==== Selected text
How Australia helped make duo a hit

Shura (left) and Leva (right) returned to Russia in 1999, after spending a decade in Israel and Australia. Despite their absence, they became one of Russia's biggest rock bands. Source: Vadim Belakhov

Shura (left) and Leva (right) returned to Russia in 1999, after spending a decade in Israel and Australia. Despite their absence, they became one of Russia's biggest rock bands. Source: Vadim Belakhov

One of Russia’s most famous rock bands spent their formative years in Melbourne, where they recorded their first album. The duo talked to RBTH about the early years

A little-known fact about Bi-2 – one of Russia’s most famous rock bands – is that its members, Shura and Leva, spent years living in Australia before they hit the music charts on home territory in Russia’s chaotic late ’90s.

After the collapse of the USSR in 1991, the then-young musicians moved from Belarus to Israel. Then, in 1993, Shura moved to Melbourne, and Leva followed, although not until 1998.
========
__Directive 1__.
According to the article on Bi-2, in what year did Shura move to Melbourne?
==== Records supplied
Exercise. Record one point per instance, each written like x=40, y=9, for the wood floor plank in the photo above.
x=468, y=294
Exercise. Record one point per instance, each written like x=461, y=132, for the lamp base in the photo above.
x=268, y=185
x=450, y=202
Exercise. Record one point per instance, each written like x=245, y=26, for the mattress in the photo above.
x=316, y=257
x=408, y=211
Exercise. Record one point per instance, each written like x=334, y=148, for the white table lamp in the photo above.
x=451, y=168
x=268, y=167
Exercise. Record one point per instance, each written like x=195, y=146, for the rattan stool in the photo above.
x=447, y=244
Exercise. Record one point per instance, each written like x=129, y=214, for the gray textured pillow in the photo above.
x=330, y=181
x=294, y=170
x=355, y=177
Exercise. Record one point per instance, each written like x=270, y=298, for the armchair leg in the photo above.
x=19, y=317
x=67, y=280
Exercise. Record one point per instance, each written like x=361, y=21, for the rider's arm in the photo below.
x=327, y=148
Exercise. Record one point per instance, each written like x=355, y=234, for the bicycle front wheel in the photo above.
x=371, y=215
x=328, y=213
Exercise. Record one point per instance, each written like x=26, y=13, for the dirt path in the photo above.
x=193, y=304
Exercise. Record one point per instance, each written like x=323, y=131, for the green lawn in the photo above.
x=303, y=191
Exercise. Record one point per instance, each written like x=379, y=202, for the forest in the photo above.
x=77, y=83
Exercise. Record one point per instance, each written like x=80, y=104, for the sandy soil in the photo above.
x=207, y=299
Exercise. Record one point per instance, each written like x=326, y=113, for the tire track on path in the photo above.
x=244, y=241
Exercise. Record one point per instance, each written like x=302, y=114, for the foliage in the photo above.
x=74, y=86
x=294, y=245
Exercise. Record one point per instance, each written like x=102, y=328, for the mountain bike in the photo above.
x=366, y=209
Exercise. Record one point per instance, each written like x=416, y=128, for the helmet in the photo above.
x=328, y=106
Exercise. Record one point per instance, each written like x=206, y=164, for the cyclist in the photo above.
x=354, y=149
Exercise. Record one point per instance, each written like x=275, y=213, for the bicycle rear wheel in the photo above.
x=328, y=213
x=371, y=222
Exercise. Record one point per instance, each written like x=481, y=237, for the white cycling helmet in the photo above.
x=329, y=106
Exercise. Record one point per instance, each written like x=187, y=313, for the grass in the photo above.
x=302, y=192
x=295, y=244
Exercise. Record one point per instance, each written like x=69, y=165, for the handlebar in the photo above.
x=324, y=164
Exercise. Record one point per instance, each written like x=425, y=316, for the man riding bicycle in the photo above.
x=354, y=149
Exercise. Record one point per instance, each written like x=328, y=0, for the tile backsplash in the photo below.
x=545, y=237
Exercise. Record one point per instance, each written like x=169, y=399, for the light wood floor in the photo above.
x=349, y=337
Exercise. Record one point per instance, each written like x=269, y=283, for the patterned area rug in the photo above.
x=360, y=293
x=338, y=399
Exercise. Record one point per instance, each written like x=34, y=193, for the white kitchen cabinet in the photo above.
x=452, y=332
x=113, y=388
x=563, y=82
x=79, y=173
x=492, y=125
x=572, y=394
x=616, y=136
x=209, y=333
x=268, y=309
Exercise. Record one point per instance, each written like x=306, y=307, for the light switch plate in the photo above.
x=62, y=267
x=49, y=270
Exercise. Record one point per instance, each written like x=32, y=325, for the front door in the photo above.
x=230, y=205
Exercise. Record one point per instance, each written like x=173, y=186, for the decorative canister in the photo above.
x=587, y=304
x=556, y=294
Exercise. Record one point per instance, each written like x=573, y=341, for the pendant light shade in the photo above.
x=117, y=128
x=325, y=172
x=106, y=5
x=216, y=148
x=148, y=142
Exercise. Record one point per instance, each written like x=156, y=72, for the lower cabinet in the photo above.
========
__Directive 2__.
Edit the listing lines between its first line and the line holding "x=447, y=244", inclusive: write them out again with "instance" changed to "occurrence" and nothing else altered. Return only those lines.

__Exercise response 1__.
1993

__Exercise response 2__.
Exercise. Record one point per occurrence, each written like x=40, y=9, for the wood floor plank in the photo above.
x=468, y=294
Exercise. Record one point per occurrence, each written like x=461, y=132, for the lamp base in the photo above.
x=268, y=185
x=450, y=202
Exercise. Record one point per occurrence, each written like x=245, y=26, for the mattress in the photo above.
x=316, y=257
x=408, y=211
Exercise. Record one point per occurrence, each written like x=334, y=148, for the white table lamp in the photo above.
x=451, y=168
x=268, y=167
Exercise. Record one point per occurrence, each written like x=195, y=146, for the rattan stool in the photo above.
x=447, y=244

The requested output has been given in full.